DATA SHOWN:
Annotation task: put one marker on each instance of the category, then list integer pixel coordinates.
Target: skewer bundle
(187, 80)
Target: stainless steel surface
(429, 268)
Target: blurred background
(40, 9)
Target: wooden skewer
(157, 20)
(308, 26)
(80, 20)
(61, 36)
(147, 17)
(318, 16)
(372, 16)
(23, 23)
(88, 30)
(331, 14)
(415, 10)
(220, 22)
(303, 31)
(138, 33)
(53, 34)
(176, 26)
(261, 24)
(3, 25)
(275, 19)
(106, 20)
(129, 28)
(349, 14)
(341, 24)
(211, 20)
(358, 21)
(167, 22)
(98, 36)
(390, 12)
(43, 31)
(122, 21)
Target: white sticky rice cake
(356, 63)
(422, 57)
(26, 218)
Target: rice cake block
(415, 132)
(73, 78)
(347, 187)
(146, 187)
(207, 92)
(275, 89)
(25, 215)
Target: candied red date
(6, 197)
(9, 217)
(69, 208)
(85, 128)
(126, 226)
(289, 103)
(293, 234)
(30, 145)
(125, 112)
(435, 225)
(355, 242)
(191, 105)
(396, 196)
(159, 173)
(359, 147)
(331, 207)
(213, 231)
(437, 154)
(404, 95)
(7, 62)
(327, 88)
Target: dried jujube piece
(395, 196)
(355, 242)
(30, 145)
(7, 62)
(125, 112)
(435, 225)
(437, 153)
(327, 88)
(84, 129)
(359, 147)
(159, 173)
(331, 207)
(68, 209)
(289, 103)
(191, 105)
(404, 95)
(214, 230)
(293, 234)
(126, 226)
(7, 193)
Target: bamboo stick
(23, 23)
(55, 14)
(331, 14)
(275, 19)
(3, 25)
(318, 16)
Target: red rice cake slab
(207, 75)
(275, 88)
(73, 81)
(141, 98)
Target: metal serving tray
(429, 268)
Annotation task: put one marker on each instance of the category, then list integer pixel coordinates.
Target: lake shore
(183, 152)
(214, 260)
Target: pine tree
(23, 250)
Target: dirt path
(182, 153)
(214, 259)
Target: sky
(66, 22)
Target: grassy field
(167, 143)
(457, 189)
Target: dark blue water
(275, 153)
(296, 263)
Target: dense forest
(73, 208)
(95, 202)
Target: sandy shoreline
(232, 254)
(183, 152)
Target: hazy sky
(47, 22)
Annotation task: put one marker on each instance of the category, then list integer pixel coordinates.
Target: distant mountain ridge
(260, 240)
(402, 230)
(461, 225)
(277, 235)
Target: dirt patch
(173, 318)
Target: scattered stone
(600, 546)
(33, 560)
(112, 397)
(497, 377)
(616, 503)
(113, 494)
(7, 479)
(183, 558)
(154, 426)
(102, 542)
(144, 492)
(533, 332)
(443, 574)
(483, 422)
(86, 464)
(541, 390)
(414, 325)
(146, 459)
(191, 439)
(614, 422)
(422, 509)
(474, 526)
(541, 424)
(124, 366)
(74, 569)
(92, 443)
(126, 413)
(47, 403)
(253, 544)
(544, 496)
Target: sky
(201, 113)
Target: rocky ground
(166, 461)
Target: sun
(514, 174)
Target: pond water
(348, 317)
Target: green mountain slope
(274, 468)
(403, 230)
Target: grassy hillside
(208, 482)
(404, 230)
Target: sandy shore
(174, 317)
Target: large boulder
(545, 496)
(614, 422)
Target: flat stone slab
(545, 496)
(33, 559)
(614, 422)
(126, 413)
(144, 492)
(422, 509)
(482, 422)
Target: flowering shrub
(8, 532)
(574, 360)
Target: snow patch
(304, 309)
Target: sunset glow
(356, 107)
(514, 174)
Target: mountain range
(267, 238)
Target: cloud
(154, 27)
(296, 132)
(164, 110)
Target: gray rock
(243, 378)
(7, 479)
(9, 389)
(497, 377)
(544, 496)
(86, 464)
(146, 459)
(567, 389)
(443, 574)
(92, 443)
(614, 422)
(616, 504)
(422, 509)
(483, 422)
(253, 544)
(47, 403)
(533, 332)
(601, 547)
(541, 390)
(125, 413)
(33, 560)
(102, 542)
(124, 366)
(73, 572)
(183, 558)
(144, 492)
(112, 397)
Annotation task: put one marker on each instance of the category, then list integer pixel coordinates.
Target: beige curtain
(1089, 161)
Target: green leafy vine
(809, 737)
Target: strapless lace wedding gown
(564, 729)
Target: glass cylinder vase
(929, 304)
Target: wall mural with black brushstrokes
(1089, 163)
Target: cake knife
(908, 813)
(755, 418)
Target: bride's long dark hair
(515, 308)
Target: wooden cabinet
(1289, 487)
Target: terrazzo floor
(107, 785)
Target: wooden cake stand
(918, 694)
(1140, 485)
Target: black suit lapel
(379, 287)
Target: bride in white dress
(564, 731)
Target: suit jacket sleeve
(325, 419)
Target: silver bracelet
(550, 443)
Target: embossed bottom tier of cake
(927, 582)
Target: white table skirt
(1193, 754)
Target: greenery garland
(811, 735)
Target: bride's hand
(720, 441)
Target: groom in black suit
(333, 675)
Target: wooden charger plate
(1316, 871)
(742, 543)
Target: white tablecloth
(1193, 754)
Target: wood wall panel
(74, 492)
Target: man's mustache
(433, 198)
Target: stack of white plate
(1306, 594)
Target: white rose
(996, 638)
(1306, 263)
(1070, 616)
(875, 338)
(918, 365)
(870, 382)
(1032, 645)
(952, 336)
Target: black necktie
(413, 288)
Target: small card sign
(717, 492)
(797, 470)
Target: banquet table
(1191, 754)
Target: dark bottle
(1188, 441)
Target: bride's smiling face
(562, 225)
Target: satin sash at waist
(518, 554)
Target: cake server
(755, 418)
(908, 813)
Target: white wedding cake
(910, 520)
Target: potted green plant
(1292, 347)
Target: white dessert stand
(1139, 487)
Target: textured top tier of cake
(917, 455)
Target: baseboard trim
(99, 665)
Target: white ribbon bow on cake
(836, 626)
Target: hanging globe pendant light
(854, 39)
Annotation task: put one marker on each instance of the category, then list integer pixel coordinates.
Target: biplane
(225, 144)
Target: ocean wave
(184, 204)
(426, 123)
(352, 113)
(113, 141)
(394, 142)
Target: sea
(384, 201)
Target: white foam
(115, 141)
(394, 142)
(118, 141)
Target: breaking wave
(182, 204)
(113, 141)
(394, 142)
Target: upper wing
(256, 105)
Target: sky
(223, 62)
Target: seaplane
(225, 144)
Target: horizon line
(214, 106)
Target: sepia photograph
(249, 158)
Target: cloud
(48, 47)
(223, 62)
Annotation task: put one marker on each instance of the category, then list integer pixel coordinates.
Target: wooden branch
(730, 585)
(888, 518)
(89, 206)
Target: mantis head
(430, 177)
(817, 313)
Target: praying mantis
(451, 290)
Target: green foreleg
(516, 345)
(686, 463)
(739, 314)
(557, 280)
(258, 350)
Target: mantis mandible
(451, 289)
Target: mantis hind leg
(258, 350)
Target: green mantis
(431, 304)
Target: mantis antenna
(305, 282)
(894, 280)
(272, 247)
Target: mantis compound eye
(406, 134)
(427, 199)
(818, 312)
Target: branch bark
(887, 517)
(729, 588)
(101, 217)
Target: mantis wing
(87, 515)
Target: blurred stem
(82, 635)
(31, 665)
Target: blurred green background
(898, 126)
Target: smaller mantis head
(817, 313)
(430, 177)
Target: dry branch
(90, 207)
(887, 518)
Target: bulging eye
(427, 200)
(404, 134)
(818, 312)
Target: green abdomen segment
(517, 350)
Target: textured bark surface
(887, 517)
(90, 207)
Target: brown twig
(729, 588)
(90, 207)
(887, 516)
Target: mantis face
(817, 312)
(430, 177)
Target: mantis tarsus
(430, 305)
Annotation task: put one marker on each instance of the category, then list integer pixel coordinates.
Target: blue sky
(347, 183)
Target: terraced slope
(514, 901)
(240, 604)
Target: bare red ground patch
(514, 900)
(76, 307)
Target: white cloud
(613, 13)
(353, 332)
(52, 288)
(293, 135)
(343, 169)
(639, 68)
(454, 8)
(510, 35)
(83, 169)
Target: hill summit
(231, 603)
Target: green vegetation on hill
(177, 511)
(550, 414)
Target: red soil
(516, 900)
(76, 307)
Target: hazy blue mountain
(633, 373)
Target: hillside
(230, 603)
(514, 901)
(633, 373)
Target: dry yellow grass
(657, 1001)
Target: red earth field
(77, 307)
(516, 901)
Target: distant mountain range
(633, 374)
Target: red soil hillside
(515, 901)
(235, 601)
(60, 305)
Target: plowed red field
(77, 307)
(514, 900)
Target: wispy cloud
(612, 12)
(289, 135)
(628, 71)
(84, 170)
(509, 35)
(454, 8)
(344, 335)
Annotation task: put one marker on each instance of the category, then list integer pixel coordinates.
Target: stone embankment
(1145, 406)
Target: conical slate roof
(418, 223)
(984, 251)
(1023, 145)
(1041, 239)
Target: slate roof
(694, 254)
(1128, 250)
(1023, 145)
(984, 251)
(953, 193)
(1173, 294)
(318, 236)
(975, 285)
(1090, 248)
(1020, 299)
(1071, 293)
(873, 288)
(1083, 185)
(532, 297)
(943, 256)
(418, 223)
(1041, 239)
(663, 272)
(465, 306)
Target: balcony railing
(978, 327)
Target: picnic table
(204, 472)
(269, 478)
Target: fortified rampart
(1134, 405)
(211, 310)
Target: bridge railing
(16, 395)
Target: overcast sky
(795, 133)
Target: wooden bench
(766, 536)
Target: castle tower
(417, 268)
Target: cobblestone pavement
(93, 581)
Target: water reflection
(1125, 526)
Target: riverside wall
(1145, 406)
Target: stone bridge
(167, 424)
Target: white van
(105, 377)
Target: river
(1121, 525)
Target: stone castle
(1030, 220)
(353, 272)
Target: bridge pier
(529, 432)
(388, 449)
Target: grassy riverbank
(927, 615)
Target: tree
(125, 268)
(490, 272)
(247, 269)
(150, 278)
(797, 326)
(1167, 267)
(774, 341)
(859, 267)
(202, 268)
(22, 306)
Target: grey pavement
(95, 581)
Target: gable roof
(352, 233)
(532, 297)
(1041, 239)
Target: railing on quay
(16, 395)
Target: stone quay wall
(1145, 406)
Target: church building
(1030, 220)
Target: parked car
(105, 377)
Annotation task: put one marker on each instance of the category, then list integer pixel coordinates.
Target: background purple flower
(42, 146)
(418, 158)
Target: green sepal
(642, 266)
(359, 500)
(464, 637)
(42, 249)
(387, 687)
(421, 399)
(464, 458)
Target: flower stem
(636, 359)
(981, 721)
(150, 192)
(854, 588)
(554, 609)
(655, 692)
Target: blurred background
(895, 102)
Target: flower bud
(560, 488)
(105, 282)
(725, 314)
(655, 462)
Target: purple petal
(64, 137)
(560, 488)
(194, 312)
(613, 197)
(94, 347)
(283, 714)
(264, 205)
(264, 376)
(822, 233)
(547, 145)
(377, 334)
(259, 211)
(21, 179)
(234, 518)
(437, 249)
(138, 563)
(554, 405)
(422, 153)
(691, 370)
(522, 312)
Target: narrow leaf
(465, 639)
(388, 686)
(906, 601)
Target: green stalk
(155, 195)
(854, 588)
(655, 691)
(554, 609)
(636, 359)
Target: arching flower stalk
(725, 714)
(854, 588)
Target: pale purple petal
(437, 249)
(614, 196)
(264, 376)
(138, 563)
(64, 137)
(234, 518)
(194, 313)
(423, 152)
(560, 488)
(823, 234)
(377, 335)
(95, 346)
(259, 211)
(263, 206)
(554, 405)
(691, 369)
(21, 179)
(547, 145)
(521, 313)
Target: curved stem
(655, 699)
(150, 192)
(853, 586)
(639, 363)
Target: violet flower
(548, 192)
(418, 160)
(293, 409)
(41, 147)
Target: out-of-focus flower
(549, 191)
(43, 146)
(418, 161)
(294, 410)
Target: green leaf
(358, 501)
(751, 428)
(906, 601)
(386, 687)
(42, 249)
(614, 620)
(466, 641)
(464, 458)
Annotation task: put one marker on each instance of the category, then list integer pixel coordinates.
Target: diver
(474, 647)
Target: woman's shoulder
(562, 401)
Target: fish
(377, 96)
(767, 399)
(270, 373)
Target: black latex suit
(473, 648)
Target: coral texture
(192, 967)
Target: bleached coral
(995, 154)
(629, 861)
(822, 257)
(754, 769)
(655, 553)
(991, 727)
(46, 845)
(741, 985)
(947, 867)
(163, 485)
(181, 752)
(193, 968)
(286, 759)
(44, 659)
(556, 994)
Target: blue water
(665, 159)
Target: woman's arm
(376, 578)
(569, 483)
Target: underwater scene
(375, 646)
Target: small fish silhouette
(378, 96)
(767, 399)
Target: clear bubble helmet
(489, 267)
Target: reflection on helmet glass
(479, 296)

WHAT YOU WILL DO: Retype exactly, please, each line from the line that contains "Target: flower bud" through the last line of the entries above, with nothing added.

COMPLETE OUTPUT:
Target: flower bud
(560, 488)
(105, 282)
(725, 314)
(655, 462)
Target: purple petal
(64, 137)
(560, 488)
(194, 312)
(613, 197)
(94, 347)
(283, 714)
(264, 205)
(264, 376)
(822, 233)
(547, 145)
(377, 334)
(259, 211)
(21, 179)
(234, 518)
(437, 249)
(138, 563)
(554, 405)
(422, 153)
(691, 370)
(522, 312)
Target: narrow leaf
(465, 639)
(388, 686)
(906, 601)
Target: green stalk
(155, 195)
(854, 588)
(655, 691)
(554, 609)
(636, 359)
Target: arching flower stalk
(725, 714)
(854, 588)
Target: pale purple petal
(437, 249)
(614, 196)
(264, 376)
(138, 563)
(64, 137)
(234, 518)
(194, 313)
(423, 152)
(560, 488)
(823, 234)
(377, 335)
(95, 346)
(259, 211)
(263, 206)
(554, 405)
(691, 369)
(21, 179)
(547, 145)
(521, 313)
Target: curved stem
(655, 699)
(150, 192)
(853, 586)
(639, 363)
Target: violet flower
(548, 192)
(418, 160)
(293, 409)
(41, 147)
Target: out-of-focus flower
(549, 191)
(43, 146)
(418, 161)
(294, 410)
Target: green leaf
(358, 501)
(751, 428)
(906, 601)
(386, 687)
(42, 249)
(614, 620)
(466, 641)
(464, 458)
Annotation task: put one marker on each instance of the category, then list integer pixel coordinates.
Target: diver
(474, 647)
Target: woman's shoulder
(562, 401)
Target: fish
(377, 96)
(767, 399)
(270, 373)
Target: black latex suit
(473, 648)
Target: coral texture
(192, 967)
Target: bleached coral
(995, 154)
(629, 861)
(822, 257)
(754, 769)
(655, 553)
(991, 727)
(46, 845)
(741, 985)
(947, 867)
(163, 485)
(181, 752)
(193, 968)
(286, 759)
(44, 659)
(556, 994)
Target: blue water
(665, 159)
Target: woman's arm
(376, 578)
(569, 483)
Target: underwater scene
(375, 646)
Target: small fish silhouette
(378, 96)
(767, 399)
Target: clear bubble helmet
(489, 267)
Target: reflection on helmet glass
(479, 296)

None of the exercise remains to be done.